● 課題:
A. 本州縦断フットレースの日記で、筆者が「とても情けなく、恥かしく思った」のはなぜか。一～三文で説明しなさい。
B. 本州縦断フットレースの日記によると、筆者は何月何日に青森をスタートしたか。
C. 本州縦断フットレースの日記を、最後の文の後から書き進めなさい。

● 本文:

本州縦断フットレース2021スペシャル(10)~敗北宣言
2021年5月1日(土)
※大会8日目
寺泊(新潟)~柏崎(新潟)
本日距離:48.0km
《総距離:522.7km》
本日、運命の日を迎えることになろうとは
・・。毎日必ずと言っていい程心身ともにグタグタになっているが、今日は朝から調子が悪かった。想像を絶する睡魔の嵐
、疲れ切って全く使い物にならない脚。ここまで何とか計画通りに進んではきたが、どうやらそれも終に限界のようだ。今日の行程(72.2㌔)ですら全く自信がないのに、仮に無理してこなせたとしても、明日以降も続けるなんてことはまず不可能だ。道中朦朧とした意識の中、僕はやめることばかり考えていた。今日明日も高澤さんが付き合ってくれるが、期待に応えることが出来ず本当に申し訳ない。さて、どこまで続けようか・・。死に場所を探し求めるように、リタイアする場所を頭の中で考える。そんな時、僕の方へと向って歩いてくる一人の男性がいた。涙を拭い、何事もなかったかのように挨拶を交わす。『青森を4/24にスタ-トし、これから下関へと向かいます!』と語った僕に対し、この男性は下関から青森へと向っているのだと言う。確か今日で19日目だと言っていたが、衝撃の事実はその先にあった。何とこの方、青森到着後、再び下関まで戻るのだと言う
。噂でしか聞いたことがなかった”本州縦断往復3100㌔”は本当に実在したのだ。そんな有り得ない行程の中でも前向きに進んでいるこの選手に対し、本州縦断(片道)如きで死にかけている僕。とても情けなく、恥かしく思った。

● 行の一覧:

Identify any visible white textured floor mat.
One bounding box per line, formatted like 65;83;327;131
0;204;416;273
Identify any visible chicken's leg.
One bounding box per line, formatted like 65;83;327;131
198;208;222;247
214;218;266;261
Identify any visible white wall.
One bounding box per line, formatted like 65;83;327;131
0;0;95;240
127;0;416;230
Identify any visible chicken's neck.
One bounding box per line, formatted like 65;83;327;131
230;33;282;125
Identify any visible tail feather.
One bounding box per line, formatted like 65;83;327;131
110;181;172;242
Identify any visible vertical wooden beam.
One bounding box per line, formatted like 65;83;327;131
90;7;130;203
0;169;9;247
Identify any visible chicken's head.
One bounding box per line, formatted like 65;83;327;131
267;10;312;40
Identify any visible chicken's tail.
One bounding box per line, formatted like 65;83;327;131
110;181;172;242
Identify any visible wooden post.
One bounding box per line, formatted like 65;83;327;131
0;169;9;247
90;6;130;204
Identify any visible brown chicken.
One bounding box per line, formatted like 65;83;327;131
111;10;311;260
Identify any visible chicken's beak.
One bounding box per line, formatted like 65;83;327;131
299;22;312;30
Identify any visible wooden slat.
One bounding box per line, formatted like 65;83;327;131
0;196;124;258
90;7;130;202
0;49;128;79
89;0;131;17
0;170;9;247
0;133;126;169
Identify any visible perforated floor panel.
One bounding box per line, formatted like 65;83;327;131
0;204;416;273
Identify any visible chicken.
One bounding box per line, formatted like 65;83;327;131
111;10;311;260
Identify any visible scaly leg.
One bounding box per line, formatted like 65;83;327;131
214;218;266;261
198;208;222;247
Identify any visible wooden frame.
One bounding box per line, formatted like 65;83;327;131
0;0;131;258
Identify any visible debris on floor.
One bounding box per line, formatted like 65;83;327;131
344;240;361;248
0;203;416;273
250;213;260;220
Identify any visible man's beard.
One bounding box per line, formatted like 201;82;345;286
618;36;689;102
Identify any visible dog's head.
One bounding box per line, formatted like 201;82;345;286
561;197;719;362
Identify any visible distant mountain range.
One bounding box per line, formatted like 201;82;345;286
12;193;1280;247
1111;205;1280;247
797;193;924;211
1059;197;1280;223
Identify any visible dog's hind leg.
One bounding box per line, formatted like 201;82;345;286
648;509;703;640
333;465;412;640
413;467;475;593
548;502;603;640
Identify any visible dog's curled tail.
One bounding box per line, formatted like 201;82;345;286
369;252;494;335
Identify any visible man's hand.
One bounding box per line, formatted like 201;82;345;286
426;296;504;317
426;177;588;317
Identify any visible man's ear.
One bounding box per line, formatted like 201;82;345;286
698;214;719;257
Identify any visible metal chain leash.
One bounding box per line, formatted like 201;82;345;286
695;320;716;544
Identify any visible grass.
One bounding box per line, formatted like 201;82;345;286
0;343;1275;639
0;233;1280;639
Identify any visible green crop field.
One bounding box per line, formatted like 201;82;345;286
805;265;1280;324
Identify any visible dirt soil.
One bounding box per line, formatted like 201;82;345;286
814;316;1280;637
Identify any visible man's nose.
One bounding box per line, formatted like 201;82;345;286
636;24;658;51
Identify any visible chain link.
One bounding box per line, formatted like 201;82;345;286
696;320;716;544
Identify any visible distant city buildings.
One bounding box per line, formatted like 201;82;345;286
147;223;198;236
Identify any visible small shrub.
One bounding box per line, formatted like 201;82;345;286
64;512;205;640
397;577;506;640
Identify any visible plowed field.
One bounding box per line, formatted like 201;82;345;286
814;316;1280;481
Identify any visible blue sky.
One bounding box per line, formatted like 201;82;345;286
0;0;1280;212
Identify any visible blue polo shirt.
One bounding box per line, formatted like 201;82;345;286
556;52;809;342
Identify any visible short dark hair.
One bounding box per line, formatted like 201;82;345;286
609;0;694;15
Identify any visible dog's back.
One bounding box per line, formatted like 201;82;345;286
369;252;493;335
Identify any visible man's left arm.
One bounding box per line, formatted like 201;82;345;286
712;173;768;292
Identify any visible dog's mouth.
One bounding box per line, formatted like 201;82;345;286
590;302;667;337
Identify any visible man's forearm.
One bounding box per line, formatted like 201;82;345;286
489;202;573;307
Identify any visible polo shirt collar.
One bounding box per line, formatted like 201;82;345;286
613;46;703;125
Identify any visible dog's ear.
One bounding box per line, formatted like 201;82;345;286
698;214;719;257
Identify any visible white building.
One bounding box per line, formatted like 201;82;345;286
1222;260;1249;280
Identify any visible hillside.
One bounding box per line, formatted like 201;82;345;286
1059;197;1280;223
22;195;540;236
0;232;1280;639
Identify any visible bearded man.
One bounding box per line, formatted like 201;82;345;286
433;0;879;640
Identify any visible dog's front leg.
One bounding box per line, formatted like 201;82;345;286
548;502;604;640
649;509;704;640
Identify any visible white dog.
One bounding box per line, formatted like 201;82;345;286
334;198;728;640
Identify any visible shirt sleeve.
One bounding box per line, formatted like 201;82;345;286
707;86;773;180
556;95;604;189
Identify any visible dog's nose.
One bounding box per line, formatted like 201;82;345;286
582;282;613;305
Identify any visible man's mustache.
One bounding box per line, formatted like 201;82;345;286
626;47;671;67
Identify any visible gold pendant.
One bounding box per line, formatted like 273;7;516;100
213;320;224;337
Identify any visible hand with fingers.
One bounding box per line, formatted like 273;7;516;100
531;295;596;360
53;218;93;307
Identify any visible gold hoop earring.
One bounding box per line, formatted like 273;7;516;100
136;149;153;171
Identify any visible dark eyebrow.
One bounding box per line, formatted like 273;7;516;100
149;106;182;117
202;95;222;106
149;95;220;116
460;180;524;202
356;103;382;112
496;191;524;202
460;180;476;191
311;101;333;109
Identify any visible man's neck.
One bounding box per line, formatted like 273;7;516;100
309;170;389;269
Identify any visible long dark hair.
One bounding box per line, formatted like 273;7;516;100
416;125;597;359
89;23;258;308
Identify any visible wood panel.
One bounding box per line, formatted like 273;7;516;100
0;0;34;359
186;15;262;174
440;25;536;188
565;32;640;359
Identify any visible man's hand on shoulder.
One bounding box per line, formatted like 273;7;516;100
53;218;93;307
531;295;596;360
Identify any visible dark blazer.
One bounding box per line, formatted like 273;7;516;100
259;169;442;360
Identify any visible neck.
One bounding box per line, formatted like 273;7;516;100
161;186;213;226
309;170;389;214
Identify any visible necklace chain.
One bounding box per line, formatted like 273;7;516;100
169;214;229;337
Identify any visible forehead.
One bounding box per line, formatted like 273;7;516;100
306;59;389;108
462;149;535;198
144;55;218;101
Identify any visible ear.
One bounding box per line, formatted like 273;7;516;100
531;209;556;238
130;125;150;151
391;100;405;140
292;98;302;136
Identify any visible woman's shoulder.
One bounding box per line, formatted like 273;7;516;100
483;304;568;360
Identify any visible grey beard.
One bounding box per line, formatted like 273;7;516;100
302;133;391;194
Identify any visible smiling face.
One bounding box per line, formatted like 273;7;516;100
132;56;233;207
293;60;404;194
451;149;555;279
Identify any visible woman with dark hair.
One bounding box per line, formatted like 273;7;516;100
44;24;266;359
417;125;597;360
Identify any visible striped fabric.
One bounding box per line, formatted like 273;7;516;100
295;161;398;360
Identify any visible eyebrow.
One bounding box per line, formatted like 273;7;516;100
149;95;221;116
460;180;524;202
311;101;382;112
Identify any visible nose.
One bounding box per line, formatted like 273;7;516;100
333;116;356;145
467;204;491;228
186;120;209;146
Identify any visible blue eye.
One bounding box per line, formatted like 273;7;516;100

● 解答例:
A. 往復3100㌔というあり得ない行程の中でも前向きに進んでいる選手がいた。それに対して、筆者は片道の本州縦断ごときで死にかけていたからである。

B. 4月24日。

C.
縦断如きで死にかけている自分が情けない ※本州縦断往復3100kmリバースの選手
今日はとにかく出だしから猛烈な睡魔に襲われていた。昨夜は22時過ぎに就寝し今朝は2時半に起床、睡眠時間は4時間半となる。宿を発つ時にはまだ誰も起きておらず、玄関をそっと開け、静かに一人チェックアウトした。本日先ず目指すは、20㌔先の出雲崎。まだ疲れのない出だしだということを考えれば、4時間もあれば充分着くだろうと見積もっていた。ちなみに本州縦断を決意した時点で、通常ランナ-が指標とする”㌔何分”という感覚は捨てた。どれだけの速さで走ったかはさほど重要ではなく、1時間で何㌔進んだかが関心の全てである。走れて時速6~7km、。調子良く歩けて時速5km超。これが僕の一つの目安だった。しかしこの時の僕は、出雲崎までの20㌔を進むのに結局5時間を要してしまった。

寺泊名物 黒蜜まんじゅう

お宿まつや(4:46)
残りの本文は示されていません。